YOUR INSTRUCTIONS ->
Reproduce the listing below with every "bed" replaced by "couch" and nothing else changed, leaving out the pictures.

┄┄┄┄┄┄┄┄┄┄┄┄┄┄┄┄┄┄┄┄

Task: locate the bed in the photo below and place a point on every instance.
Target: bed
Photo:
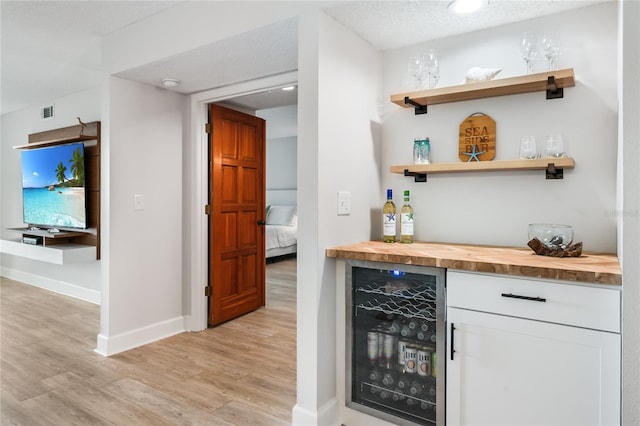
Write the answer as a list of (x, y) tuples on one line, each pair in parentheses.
[(281, 236)]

┄┄┄┄┄┄┄┄┄┄┄┄┄┄┄┄┄┄┄┄

CORRECT OUTPUT ->
Task: locate the couch in the photo below and place a point on every instance.
Target: couch
Photo:
Write the answer as a list of (x, y) tuples on one line, each pair in parentheses.
[(281, 236)]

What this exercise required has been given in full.